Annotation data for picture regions
+---+

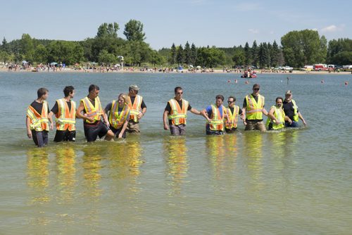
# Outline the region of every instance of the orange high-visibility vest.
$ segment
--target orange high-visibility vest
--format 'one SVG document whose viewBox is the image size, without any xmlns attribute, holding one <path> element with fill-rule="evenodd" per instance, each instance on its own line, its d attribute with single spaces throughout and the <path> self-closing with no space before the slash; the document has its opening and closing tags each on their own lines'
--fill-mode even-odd
<svg viewBox="0 0 352 235">
<path fill-rule="evenodd" d="M 229 120 L 225 122 L 226 129 L 232 129 L 233 127 L 237 128 L 239 107 L 237 106 L 234 106 L 234 113 L 231 113 L 231 109 L 230 108 L 230 107 L 227 107 L 226 110 L 229 116 Z"/>
<path fill-rule="evenodd" d="M 58 106 L 58 112 L 55 115 L 55 122 L 56 122 L 56 129 L 64 131 L 68 129 L 69 131 L 76 129 L 75 124 L 76 123 L 76 103 L 70 101 L 71 109 L 68 109 L 65 99 L 56 100 Z"/>
<path fill-rule="evenodd" d="M 134 122 L 138 122 L 138 115 L 141 110 L 142 102 L 143 101 L 143 97 L 139 95 L 137 95 L 134 98 L 134 102 L 132 103 L 131 98 L 128 96 L 130 102 L 128 102 L 128 106 L 130 108 L 130 120 L 133 120 Z"/>
<path fill-rule="evenodd" d="M 93 106 L 93 104 L 92 104 L 88 97 L 81 99 L 81 102 L 83 102 L 87 116 L 94 118 L 94 122 L 89 122 L 87 120 L 85 120 L 84 122 L 87 123 L 94 123 L 96 121 L 99 121 L 101 115 L 103 113 L 103 110 L 101 109 L 99 97 L 96 96 L 95 99 L 95 106 Z"/>
<path fill-rule="evenodd" d="M 42 115 L 31 106 L 27 109 L 27 117 L 30 118 L 30 128 L 37 132 L 49 132 L 48 102 L 43 101 Z"/>
<path fill-rule="evenodd" d="M 211 105 L 212 113 L 211 121 L 208 122 L 209 128 L 212 131 L 223 131 L 224 130 L 224 115 L 225 115 L 225 108 L 222 106 L 222 113 L 220 113 L 219 108 L 215 104 Z"/>
<path fill-rule="evenodd" d="M 171 120 L 172 125 L 186 125 L 187 119 L 187 109 L 189 106 L 188 101 L 182 99 L 182 108 L 180 107 L 180 104 L 175 99 L 170 99 L 169 101 L 169 103 L 171 107 L 171 111 L 168 115 L 168 118 Z"/>
<path fill-rule="evenodd" d="M 264 96 L 258 95 L 258 103 L 252 94 L 246 96 L 247 106 L 246 107 L 246 119 L 261 120 L 263 119 L 263 108 L 264 108 Z"/>
<path fill-rule="evenodd" d="M 128 112 L 130 111 L 130 108 L 127 106 L 124 105 L 122 110 L 120 114 L 118 113 L 118 102 L 116 101 L 113 101 L 111 105 L 111 110 L 109 113 L 109 122 L 110 125 L 115 129 L 120 128 L 123 123 L 126 121 L 127 118 Z"/>
</svg>

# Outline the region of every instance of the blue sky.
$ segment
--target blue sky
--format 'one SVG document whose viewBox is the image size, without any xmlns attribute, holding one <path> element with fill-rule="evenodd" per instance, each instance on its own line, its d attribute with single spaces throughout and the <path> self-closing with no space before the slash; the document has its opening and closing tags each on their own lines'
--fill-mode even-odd
<svg viewBox="0 0 352 235">
<path fill-rule="evenodd" d="M 292 30 L 318 30 L 328 40 L 352 39 L 351 1 L 0 1 L 0 42 L 20 39 L 83 40 L 103 23 L 130 19 L 144 24 L 146 42 L 154 49 L 184 45 L 232 47 L 257 43 L 279 44 Z"/>
</svg>

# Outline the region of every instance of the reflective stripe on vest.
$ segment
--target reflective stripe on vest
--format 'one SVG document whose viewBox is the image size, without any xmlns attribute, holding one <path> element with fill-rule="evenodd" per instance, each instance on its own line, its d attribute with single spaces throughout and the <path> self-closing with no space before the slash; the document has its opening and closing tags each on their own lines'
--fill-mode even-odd
<svg viewBox="0 0 352 235">
<path fill-rule="evenodd" d="M 130 102 L 128 106 L 130 108 L 130 120 L 133 120 L 134 122 L 138 122 L 138 115 L 139 114 L 139 110 L 141 110 L 142 101 L 143 101 L 143 97 L 137 95 L 134 98 L 134 102 L 132 103 L 131 98 L 130 99 Z"/>
<path fill-rule="evenodd" d="M 296 101 L 293 99 L 291 100 L 291 102 L 294 104 L 294 121 L 298 122 L 298 112 L 297 110 L 298 110 L 298 107 L 296 104 Z"/>
<path fill-rule="evenodd" d="M 208 122 L 209 128 L 212 131 L 224 130 L 224 115 L 225 108 L 222 106 L 222 113 L 220 113 L 220 109 L 215 104 L 211 105 L 211 121 Z"/>
<path fill-rule="evenodd" d="M 269 127 L 269 123 L 272 123 L 272 129 L 281 129 L 284 127 L 284 118 L 285 118 L 285 113 L 282 108 L 277 108 L 276 106 L 271 106 L 271 108 L 275 108 L 274 116 L 275 116 L 276 119 L 279 121 L 279 124 L 277 124 L 275 122 L 274 120 L 272 120 L 270 118 L 268 118 L 266 120 L 266 126 Z"/>
<path fill-rule="evenodd" d="M 55 122 L 56 122 L 56 129 L 59 131 L 64 131 L 68 129 L 69 131 L 74 131 L 76 129 L 75 124 L 76 123 L 76 103 L 70 101 L 71 109 L 68 109 L 65 99 L 58 99 L 58 112 L 55 115 Z"/>
<path fill-rule="evenodd" d="M 258 103 L 252 94 L 246 96 L 247 106 L 246 107 L 246 119 L 261 120 L 263 119 L 263 108 L 264 108 L 264 96 L 258 95 Z"/>
<path fill-rule="evenodd" d="M 30 118 L 30 128 L 37 132 L 49 131 L 48 102 L 43 101 L 42 115 L 31 106 L 27 109 L 27 117 Z"/>
<path fill-rule="evenodd" d="M 96 96 L 94 101 L 95 106 L 93 106 L 93 104 L 91 103 L 88 97 L 81 99 L 81 102 L 83 102 L 83 105 L 84 106 L 87 116 L 94 118 L 94 122 L 89 122 L 87 120 L 84 120 L 84 122 L 87 123 L 94 123 L 96 121 L 99 121 L 101 115 L 103 114 L 103 110 L 101 109 L 99 97 Z"/>
<path fill-rule="evenodd" d="M 229 116 L 229 120 L 227 121 L 225 121 L 225 122 L 226 129 L 232 129 L 234 127 L 237 128 L 239 107 L 237 106 L 234 106 L 234 113 L 231 113 L 231 109 L 230 108 L 230 107 L 227 107 L 226 110 L 227 110 L 227 115 Z"/>
<path fill-rule="evenodd" d="M 175 99 L 169 101 L 171 112 L 168 115 L 168 118 L 171 120 L 172 125 L 178 125 L 180 124 L 187 124 L 187 109 L 189 103 L 187 101 L 182 99 L 182 108 L 180 107 L 180 104 Z"/>
<path fill-rule="evenodd" d="M 111 110 L 109 113 L 109 122 L 115 129 L 121 127 L 126 121 L 130 108 L 124 105 L 122 111 L 118 113 L 118 102 L 113 101 L 111 105 Z"/>
</svg>

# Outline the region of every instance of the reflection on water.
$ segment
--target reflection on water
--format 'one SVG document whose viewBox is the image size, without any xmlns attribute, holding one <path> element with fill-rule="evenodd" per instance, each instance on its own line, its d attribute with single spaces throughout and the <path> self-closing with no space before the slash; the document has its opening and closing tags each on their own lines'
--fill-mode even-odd
<svg viewBox="0 0 352 235">
<path fill-rule="evenodd" d="M 73 146 L 69 143 L 57 146 L 55 153 L 56 155 L 59 198 L 64 202 L 70 202 L 73 199 L 73 193 L 77 181 L 75 167 L 76 153 Z"/>
<path fill-rule="evenodd" d="M 27 181 L 33 197 L 30 203 L 45 203 L 51 198 L 49 186 L 49 153 L 46 148 L 32 148 L 27 152 Z"/>
<path fill-rule="evenodd" d="M 256 131 L 245 132 L 243 135 L 244 158 L 245 167 L 247 169 L 250 185 L 253 187 L 250 190 L 258 191 L 263 188 L 263 133 Z"/>
<path fill-rule="evenodd" d="M 115 187 L 118 191 L 127 187 L 128 191 L 135 193 L 139 191 L 137 179 L 140 174 L 139 167 L 143 163 L 139 141 L 122 140 L 108 144 L 111 144 L 108 146 L 107 153 L 109 175 L 115 183 L 112 186 Z"/>
<path fill-rule="evenodd" d="M 164 158 L 167 172 L 171 177 L 172 193 L 179 194 L 187 176 L 187 147 L 184 136 L 165 136 L 163 139 Z"/>
<path fill-rule="evenodd" d="M 94 199 L 99 199 L 103 189 L 99 186 L 101 179 L 100 170 L 101 166 L 101 155 L 104 154 L 105 148 L 96 143 L 89 143 L 82 148 L 83 184 L 84 194 Z"/>
</svg>

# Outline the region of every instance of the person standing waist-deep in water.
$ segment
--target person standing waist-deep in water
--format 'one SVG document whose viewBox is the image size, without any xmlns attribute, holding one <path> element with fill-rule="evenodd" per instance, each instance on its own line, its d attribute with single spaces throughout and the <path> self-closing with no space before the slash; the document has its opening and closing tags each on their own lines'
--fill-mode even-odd
<svg viewBox="0 0 352 235">
<path fill-rule="evenodd" d="M 26 127 L 27 136 L 33 139 L 38 147 L 48 144 L 49 130 L 53 129 L 53 120 L 49 114 L 49 105 L 46 99 L 49 90 L 42 87 L 37 91 L 37 99 L 32 102 L 27 109 Z M 49 124 L 50 122 L 50 124 Z"/>
</svg>

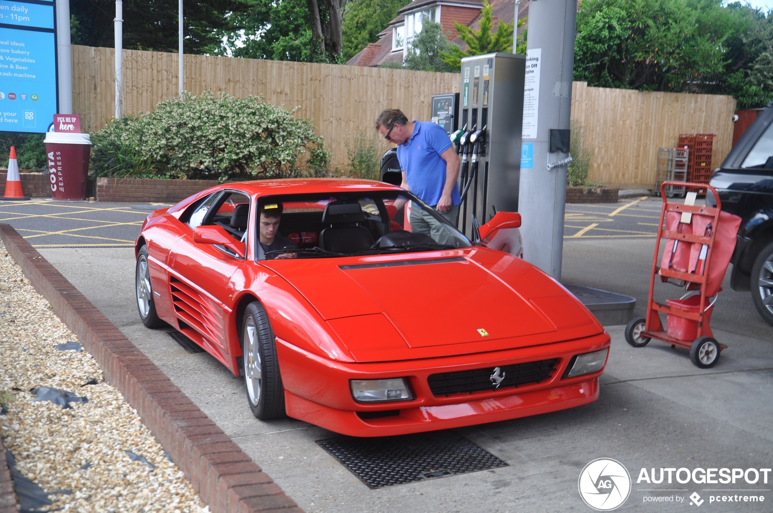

+---+

Your instructions
Copy out word for word the lines from the one containing "# Outline the region of every instance of the reflection" through the one containing "--target reflection on water", including both of those lines.

The reply
# Outline the region of every instance of the reflection on water.
$ segment
--target reflection on water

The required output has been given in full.